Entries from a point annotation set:

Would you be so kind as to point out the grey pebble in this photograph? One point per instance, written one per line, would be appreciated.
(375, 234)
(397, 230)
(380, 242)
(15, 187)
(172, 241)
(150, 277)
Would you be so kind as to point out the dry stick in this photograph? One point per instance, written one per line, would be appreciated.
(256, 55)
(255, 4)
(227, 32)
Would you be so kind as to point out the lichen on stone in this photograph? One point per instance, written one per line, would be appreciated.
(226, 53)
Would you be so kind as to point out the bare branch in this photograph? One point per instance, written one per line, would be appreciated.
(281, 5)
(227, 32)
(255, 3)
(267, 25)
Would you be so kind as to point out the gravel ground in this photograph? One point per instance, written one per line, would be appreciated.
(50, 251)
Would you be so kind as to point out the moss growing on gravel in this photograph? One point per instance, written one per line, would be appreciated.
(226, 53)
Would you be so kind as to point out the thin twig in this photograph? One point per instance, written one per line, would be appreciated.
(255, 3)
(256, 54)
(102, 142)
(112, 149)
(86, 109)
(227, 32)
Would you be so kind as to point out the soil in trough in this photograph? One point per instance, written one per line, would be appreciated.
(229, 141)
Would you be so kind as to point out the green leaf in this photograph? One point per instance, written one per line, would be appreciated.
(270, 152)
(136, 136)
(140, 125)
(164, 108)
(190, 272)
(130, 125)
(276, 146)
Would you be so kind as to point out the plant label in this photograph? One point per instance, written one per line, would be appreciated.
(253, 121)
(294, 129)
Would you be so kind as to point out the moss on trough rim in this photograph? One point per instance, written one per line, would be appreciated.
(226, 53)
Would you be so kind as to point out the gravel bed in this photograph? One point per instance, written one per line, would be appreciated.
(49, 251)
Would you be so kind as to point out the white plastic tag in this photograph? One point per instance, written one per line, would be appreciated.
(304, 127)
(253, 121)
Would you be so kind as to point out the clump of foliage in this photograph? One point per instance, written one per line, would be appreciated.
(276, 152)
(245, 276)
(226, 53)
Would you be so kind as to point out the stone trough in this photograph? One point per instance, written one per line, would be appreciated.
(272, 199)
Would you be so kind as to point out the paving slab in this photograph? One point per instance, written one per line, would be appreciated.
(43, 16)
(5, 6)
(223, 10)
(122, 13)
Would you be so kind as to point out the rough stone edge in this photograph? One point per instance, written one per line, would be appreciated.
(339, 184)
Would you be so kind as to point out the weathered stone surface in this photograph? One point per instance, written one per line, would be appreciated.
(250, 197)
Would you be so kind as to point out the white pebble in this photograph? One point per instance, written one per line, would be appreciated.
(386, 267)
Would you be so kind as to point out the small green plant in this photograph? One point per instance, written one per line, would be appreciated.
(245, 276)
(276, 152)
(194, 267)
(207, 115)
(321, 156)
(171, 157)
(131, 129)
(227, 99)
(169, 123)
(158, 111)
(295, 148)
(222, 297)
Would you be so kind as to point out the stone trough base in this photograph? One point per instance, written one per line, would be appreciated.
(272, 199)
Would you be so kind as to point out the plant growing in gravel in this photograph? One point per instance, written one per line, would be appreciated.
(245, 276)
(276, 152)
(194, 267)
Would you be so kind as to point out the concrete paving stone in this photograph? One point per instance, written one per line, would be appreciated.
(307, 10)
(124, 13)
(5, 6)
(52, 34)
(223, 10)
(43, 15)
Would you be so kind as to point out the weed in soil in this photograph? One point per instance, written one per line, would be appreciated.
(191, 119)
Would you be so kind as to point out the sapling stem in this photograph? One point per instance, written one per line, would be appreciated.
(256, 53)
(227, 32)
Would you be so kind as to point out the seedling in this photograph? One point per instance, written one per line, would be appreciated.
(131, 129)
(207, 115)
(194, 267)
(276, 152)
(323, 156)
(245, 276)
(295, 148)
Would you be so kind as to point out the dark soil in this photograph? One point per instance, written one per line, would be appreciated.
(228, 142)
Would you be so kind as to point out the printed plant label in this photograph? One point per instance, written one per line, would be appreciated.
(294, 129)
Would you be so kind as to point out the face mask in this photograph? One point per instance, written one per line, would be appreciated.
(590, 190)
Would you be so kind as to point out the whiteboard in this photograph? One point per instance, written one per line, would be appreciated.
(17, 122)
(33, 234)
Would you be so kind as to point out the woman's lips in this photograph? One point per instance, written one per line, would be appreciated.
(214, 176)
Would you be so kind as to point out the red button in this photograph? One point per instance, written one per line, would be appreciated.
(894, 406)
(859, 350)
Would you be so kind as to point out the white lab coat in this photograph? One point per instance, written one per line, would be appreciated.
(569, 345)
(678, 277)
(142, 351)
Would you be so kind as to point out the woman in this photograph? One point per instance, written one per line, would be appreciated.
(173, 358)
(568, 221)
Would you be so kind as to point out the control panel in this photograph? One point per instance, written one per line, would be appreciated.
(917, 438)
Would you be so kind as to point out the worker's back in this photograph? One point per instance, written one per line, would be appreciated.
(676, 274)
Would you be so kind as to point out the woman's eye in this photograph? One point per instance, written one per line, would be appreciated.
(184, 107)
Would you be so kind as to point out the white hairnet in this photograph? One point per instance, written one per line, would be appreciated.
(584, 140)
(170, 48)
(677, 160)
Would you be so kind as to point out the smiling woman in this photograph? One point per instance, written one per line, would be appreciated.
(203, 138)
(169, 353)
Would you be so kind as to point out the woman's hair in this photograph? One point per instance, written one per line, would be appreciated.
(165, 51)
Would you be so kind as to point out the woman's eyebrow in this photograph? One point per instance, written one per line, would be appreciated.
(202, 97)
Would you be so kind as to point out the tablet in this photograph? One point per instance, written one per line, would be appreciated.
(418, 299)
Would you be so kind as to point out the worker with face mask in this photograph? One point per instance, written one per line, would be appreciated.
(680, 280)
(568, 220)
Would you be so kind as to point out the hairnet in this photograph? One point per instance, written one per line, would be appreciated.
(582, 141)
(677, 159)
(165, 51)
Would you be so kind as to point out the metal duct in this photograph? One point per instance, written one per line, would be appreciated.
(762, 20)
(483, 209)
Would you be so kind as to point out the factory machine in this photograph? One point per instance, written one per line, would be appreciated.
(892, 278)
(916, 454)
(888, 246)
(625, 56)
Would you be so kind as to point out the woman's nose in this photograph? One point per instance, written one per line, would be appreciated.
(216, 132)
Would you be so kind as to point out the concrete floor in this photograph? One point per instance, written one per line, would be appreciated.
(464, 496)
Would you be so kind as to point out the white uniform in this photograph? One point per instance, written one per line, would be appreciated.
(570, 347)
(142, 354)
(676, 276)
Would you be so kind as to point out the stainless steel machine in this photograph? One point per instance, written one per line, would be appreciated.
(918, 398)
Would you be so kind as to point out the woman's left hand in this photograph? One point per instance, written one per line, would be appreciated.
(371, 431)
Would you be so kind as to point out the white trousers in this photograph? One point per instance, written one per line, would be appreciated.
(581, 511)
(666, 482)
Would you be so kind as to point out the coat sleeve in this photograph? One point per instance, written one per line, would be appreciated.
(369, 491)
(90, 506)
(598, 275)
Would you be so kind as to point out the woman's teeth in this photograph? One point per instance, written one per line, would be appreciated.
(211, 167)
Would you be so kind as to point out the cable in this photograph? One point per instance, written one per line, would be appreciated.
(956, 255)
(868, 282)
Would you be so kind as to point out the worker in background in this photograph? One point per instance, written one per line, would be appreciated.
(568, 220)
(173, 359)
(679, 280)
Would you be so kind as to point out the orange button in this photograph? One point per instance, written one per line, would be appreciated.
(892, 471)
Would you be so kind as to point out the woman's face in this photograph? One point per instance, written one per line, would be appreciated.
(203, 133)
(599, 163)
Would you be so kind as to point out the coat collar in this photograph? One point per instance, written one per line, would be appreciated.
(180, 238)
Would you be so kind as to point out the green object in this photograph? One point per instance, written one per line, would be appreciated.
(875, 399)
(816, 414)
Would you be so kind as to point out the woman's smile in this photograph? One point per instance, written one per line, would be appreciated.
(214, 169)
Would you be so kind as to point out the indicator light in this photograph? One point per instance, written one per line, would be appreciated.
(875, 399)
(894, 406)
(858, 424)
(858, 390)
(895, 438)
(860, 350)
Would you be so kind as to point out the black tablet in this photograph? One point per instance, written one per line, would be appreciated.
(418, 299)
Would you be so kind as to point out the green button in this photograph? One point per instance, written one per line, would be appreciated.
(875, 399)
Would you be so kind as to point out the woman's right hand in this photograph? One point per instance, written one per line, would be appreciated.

The problem: Rewrite the listing from the line containing "the worker in" through the end of the listing, substituting "person's" for "woman's". Leave everything else unchanged.

Answer in full:
Would you be so kind as to point out the worker in background in this photograph? One point per instance, written one per line, would be appreciated.
(568, 220)
(173, 359)
(679, 280)
Would you be so kind as to point out the orange button in this photograph? One point per instance, written one per line, would be appreciated.
(892, 471)
Would you be so kind as to point out the person's face in this photograph? One point per instance, written one per line, would be appreciated.
(203, 133)
(599, 163)
Would you be so kind as to point out the coat collar in this photograph? One point per instance, written one per line, would be appreciated.
(180, 238)
Would you be so kind as to point out the green object in this photograph? One point per instance, written one per line, would be appreciated.
(875, 399)
(816, 414)
Would you be so kind as to point out the person's smile in this photograph? One point per instance, written one per line, would be appreciated.
(214, 169)
Would you be so kind as to point out the indicator light in this photograph? One point per instance, written one per line, would be appreciated.
(875, 399)
(894, 406)
(858, 424)
(858, 390)
(895, 438)
(860, 350)
Would you be so kind as to point out the black tablet in this photograph? One point per instance, written one per line, would be appreciated.
(418, 299)
Would you be so kind as to point out the green button in this photograph? One point per instance, written one per line, would be appreciated.
(875, 399)
Would you be so kind as to point out the person's right hand in this photograph? One point per instance, written one per line, would be appreciated.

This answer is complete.